| PROBLEM STATEMENT |
Edit the records below by changing "Kindly" to "Please" and leave everything else as it is.

-------- DATA RECORDS --------

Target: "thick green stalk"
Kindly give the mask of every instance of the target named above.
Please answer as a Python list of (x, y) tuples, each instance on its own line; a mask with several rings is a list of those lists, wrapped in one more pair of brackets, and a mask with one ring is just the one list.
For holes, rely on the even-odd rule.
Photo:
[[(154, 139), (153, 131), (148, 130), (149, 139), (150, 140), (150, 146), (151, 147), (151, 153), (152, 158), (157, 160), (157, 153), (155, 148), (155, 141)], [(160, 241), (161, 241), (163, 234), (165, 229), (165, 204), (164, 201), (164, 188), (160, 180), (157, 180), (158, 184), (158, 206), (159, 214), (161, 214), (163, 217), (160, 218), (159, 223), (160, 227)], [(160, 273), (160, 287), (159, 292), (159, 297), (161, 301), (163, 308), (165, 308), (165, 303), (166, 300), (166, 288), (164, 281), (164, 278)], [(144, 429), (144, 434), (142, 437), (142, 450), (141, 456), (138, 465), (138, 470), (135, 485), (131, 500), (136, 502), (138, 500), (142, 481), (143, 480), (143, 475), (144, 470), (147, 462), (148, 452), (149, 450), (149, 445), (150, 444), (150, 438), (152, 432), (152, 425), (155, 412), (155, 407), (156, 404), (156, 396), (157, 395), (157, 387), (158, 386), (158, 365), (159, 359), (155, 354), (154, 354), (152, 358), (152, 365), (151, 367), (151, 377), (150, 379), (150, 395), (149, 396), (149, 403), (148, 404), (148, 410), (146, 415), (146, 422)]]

--------

| SOLUTION TO THIS TASK |
Target: "thick green stalk"
Please give the mask of every instance of the target named above.
Please answer as a Python list of (x, y) tuples, each instance on its own line; a mask with several rings is a list of those lists, wrapped in one more pair of brackets, and a mask with one ring is just the one list.
For holes, rely on the even-odd rule.
Photo:
[[(154, 139), (153, 131), (148, 130), (149, 139), (150, 140), (150, 146), (151, 147), (151, 153), (152, 158), (157, 160), (157, 153), (155, 148), (155, 141)], [(160, 241), (161, 241), (163, 234), (165, 229), (165, 204), (164, 201), (164, 188), (160, 180), (157, 180), (158, 184), (158, 206), (159, 214), (161, 214), (163, 217), (160, 218), (159, 223), (160, 227)], [(160, 273), (160, 287), (159, 292), (159, 297), (161, 301), (163, 308), (165, 308), (165, 303), (166, 300), (166, 288), (164, 281), (164, 278)], [(144, 429), (144, 434), (142, 437), (142, 450), (141, 456), (138, 465), (138, 470), (135, 485), (131, 500), (136, 502), (138, 500), (142, 481), (143, 480), (143, 475), (144, 470), (147, 462), (148, 452), (149, 450), (149, 445), (150, 444), (150, 438), (152, 432), (152, 425), (155, 412), (155, 407), (156, 404), (156, 396), (157, 395), (157, 387), (158, 386), (158, 365), (159, 359), (155, 354), (154, 354), (152, 358), (152, 365), (151, 367), (151, 377), (150, 379), (150, 395), (149, 396), (149, 403), (148, 404), (148, 410), (146, 415), (146, 422)]]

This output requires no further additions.